• _ASSIGNMENT 1_:
In the passage on ectomycorrhizal fungi, what do the trees gain from their interaction with these fungi?
• _ASSIGNMENT 2_:
Please explain, using the passage on ectomycorrhizal fungi, why the researchers perform phosphorus uptake experiments with P. involutus.

• _PASSAGE_:
== Segment start ==

Morphological traits of ectomycorrhizal fungi in symbiosis

Mycorrhiza are a mutualistic interaction between numerous fungi and approximately 90 % of land plants, making them important for diverse ecosystems. Boreal and temperate forest trees interact with ectomycorrhizal fungi (EMF) that form three characteristic morphological traits: a hyphal mantle around the fine root tips, a network of hyphae between the root cortex cells (the Hartig net) and hyphae reaching into the soil for certain distances (extraradical mycelium). In ectomycorrhizal interactions, fungi gain carbohydrates from the trees, while the trees gain access to mineral nutrients and water. Additionally, current studies underline the role of EMF in protection of trees from biotic and abiotic stressors, such as drought and herbivore attack. Still, the role of mantle, Hartig net and extraradical mycelium in these different aspects of EMF function has not been elucidated.

Here, we study the symbiotic interaction between the basidiomycete EMF Paxillus involutus and the poplar tree Paxillus x canescens in a laboratory system. We employ different P. involutus strains that differ in their ability to form a Hartig net in poplar roots. Using Petri dish mycorrhization experiments, followed by microscopic analysis of root cross sections, we examine the extent to which different strains penetrate the root cortex. These experiments are carried out in different physiological conditions regarding the nutrition status of the fungus and / or the plant partner. We aim to test the impact of Hartig net formation on nutrient exchange and protection from drought stress in potted poplar plants. Further, we perform phosphorus uptake experiments with P. involutus to understand the dependency of nutrient transfer from the substrate to the EMF and further into the plant on Hartig net formation and on environmental conditions. Our results will further the understanding of EMF functions and point out means to conquer the effects of climate change on forest ecosystems.

== Segment end ==

• _Segmentation mask data_:
== Segment start ==

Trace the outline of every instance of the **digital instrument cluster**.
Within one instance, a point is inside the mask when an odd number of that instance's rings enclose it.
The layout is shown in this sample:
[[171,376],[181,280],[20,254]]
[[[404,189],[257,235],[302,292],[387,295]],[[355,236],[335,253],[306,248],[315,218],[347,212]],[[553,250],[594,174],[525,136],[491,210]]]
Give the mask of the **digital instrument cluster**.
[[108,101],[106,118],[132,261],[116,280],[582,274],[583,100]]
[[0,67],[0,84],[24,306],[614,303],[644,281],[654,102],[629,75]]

== Segment end ==

• _REPLY 1_:
Access to mineral nutrients and water.

• _REPLY 2_:
They perform them to understand how nutrient transfer from the substrate to the fungus and then into the plant depends on Hartig net formation and on environmental conditions.